### EXERCISE GOAL:
The required output consists solely of the lines from the line containing "Please pick out the teal running" through the end of the records, copied exactly.

### AVAILABLE RECORDS:

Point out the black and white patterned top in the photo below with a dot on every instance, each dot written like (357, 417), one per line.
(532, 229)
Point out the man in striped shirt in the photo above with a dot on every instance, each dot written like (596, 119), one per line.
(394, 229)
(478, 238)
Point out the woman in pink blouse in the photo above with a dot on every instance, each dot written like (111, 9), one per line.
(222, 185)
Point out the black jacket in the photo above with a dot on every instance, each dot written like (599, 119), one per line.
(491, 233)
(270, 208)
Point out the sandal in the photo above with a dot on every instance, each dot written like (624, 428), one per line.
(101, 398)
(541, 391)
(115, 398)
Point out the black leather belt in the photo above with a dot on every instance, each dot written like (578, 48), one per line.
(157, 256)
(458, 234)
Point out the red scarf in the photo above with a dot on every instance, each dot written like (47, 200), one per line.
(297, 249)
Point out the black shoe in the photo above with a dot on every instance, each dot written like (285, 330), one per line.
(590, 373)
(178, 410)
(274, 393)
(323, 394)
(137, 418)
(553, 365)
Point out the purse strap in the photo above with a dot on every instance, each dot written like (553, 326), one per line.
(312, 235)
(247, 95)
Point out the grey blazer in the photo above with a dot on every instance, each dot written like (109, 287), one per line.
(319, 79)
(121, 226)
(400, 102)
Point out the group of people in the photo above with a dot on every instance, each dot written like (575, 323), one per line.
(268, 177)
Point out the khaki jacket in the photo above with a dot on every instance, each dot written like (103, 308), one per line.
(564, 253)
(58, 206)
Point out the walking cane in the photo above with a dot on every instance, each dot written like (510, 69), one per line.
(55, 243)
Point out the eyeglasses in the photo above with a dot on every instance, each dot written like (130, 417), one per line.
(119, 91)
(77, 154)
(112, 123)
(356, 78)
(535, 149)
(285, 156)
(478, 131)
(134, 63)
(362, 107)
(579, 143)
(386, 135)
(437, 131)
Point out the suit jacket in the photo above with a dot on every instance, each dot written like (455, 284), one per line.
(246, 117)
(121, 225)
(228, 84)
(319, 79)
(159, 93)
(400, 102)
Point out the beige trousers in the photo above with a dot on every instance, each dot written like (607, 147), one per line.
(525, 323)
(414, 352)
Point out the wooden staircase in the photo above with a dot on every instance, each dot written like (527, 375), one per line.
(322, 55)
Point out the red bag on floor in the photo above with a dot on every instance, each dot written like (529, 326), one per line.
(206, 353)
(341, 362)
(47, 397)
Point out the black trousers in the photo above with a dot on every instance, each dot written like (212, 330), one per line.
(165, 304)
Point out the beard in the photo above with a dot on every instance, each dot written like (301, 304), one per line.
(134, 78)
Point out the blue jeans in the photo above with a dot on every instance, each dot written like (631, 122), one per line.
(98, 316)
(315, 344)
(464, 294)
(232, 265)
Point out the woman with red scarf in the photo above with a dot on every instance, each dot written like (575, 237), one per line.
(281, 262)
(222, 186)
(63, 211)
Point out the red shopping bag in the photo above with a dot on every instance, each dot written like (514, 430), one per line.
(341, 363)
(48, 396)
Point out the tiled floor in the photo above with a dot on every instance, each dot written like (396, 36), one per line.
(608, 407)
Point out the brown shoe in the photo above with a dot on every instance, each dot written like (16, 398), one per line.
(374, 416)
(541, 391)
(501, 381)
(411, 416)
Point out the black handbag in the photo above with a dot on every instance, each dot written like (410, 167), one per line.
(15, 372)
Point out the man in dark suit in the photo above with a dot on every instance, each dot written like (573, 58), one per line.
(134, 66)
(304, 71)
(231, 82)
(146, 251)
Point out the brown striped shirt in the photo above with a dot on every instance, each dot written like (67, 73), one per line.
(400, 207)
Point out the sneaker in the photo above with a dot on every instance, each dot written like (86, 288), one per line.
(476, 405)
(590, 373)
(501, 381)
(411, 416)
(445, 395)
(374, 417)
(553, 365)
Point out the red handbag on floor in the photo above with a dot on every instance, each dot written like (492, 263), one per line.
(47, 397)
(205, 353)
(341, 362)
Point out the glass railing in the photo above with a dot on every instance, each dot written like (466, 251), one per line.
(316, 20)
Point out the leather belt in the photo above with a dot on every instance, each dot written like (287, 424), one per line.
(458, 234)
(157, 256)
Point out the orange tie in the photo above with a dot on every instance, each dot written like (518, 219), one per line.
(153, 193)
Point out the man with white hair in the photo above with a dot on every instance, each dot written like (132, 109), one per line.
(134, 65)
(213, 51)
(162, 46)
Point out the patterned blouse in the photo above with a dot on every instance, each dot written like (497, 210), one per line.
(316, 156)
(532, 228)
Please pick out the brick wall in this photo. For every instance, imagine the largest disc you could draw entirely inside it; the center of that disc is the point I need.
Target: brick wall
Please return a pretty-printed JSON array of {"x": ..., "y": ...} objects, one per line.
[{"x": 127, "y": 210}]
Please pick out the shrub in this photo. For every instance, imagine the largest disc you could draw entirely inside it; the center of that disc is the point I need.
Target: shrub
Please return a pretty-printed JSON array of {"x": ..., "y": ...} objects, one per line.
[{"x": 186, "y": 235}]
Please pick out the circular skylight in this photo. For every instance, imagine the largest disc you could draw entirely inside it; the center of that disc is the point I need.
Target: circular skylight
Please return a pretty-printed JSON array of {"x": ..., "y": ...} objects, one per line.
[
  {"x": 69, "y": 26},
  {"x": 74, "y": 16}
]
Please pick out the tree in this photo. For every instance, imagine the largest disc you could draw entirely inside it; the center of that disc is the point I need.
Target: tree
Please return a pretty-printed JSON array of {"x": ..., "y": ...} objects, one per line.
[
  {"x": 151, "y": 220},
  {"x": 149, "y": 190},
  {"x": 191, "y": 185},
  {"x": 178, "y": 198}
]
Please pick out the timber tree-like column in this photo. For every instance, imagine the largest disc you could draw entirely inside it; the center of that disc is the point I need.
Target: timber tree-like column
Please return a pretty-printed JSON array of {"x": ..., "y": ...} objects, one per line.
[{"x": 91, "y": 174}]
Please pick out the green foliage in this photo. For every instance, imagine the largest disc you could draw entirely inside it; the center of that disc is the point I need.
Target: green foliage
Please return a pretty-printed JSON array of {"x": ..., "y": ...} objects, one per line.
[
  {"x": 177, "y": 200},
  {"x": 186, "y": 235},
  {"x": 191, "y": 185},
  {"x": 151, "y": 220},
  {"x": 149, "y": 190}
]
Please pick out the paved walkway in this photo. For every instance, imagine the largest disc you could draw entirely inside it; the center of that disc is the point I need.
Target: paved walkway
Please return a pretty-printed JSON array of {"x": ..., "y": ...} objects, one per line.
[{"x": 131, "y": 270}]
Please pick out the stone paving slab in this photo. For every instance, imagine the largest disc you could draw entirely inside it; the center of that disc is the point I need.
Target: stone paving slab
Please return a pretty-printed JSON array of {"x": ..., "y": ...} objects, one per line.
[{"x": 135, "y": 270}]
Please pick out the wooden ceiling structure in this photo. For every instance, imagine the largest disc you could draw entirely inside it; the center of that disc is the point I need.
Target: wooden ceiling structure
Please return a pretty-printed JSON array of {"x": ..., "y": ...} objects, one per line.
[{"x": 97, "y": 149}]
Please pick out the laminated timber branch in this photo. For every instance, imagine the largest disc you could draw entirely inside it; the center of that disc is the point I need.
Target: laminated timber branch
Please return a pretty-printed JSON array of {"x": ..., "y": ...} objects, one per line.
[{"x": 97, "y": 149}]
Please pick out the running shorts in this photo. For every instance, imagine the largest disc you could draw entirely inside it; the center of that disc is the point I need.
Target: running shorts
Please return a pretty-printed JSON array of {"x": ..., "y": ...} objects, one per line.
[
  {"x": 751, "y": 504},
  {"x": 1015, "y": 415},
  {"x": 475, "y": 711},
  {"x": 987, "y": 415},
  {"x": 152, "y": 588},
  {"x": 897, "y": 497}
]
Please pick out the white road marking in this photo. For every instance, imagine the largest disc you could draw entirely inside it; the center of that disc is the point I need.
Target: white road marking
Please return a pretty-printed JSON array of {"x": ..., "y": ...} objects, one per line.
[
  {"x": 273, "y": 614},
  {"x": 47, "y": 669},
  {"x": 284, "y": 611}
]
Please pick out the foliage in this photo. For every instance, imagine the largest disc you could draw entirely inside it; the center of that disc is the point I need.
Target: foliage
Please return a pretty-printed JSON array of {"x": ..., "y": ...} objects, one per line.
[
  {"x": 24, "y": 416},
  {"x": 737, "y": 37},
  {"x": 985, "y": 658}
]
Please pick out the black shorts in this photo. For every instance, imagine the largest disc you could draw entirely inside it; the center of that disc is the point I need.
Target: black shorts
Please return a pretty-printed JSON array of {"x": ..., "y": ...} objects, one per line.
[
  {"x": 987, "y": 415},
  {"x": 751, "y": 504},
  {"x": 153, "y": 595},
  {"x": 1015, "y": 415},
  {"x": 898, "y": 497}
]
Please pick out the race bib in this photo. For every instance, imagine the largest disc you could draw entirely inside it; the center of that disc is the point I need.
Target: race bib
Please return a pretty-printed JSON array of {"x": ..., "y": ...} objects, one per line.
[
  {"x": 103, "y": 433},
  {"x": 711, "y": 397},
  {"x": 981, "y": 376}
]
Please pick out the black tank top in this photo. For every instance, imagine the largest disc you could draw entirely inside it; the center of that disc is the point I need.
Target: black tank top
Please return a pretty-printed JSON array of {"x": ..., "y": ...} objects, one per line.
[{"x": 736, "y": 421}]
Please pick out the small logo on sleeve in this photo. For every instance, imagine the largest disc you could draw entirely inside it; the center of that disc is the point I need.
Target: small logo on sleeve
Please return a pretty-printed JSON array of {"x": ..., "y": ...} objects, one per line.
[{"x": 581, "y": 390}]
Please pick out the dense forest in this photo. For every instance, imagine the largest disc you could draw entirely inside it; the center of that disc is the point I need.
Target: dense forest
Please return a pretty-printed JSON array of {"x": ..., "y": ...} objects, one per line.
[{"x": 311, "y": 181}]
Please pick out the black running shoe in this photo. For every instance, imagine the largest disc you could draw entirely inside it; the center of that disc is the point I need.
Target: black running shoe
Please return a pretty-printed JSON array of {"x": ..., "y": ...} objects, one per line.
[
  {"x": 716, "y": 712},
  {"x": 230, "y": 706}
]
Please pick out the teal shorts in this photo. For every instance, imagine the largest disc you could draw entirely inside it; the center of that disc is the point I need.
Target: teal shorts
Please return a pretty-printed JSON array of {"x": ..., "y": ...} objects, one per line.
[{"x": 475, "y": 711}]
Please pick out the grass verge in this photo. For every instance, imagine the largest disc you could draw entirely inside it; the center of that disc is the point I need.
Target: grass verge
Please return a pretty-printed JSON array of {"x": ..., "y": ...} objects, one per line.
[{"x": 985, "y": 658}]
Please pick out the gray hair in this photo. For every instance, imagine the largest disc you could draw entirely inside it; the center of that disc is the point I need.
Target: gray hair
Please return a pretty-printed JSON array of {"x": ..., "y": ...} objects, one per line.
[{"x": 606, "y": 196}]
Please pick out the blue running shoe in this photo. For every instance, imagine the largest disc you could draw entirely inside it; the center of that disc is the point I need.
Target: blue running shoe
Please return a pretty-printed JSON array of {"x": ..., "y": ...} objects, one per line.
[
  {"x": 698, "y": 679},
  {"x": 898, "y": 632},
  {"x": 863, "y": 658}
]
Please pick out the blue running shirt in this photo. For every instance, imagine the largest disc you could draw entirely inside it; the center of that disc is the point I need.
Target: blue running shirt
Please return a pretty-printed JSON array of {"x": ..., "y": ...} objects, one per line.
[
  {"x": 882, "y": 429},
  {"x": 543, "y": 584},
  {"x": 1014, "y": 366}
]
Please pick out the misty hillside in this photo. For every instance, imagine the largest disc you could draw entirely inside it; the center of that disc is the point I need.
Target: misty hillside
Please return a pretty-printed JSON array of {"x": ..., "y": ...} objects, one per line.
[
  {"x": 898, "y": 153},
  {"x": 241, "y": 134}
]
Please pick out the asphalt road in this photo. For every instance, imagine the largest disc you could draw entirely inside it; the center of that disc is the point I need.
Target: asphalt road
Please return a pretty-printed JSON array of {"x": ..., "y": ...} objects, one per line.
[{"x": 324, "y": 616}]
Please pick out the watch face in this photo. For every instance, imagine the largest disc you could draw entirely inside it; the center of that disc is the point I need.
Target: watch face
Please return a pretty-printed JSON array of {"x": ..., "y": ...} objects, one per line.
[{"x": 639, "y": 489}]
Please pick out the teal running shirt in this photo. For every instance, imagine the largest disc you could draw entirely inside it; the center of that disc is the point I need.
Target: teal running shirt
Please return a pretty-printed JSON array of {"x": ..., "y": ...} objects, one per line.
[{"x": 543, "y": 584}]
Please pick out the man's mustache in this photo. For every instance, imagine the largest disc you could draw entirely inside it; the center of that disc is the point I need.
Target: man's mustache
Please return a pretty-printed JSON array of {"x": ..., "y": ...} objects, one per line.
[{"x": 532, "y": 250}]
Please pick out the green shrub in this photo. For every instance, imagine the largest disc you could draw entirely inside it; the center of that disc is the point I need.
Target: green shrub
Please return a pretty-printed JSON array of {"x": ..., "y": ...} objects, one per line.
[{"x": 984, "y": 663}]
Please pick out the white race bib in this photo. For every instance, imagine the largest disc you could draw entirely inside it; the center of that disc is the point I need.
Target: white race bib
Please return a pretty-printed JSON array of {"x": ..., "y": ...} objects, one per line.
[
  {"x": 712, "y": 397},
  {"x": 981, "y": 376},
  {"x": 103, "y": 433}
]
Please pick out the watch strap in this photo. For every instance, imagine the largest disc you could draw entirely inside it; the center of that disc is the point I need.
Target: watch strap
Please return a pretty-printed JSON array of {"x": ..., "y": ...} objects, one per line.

### ANSWER TO THIS TASK:
Please pick out the teal running shirt in this photo. For every instance, imagine the largest disc you could draw entirely inside it; the center of that disc is the point I need.
Target: teal running shirt
Please return a pretty-printed JSON array of {"x": ..., "y": ...} objects, one per line.
[{"x": 543, "y": 584}]
Please pick out the man's mustache in this photo. For every instance, imagine the largest disc you could draw entirely inside it; the center of that disc is the point I need.
Target: man's mustache
Please return a pretty-printed JSON array of {"x": ..., "y": ...} objects, one per line.
[{"x": 532, "y": 250}]
Please pick out the green shrub in this photo. For every instance, imagine the largest disc you could draw entirely inside it; the center of that disc is the point I need.
Target: green shrub
Please return a pretty-printed JSON array of {"x": ..., "y": ...} objects, one per line.
[{"x": 984, "y": 663}]
Please pick out the white race bib in this photo. For every instance, imagine the largest disc you could draw entirely inside it; the center of that disc is the point I need.
Target: white race bib
Please return a pretty-printed JSON array of {"x": ..., "y": ...} objects, one per line.
[
  {"x": 712, "y": 397},
  {"x": 981, "y": 376},
  {"x": 103, "y": 433}
]
Please pick out the watch strap in this photo. For every instance, imagine the largest disc you could draw entirely inside it; the center of that disc is the point I need.
Target: watch strap
Please return a pretty-printed JSON array of {"x": ..., "y": ...} objects, one per line.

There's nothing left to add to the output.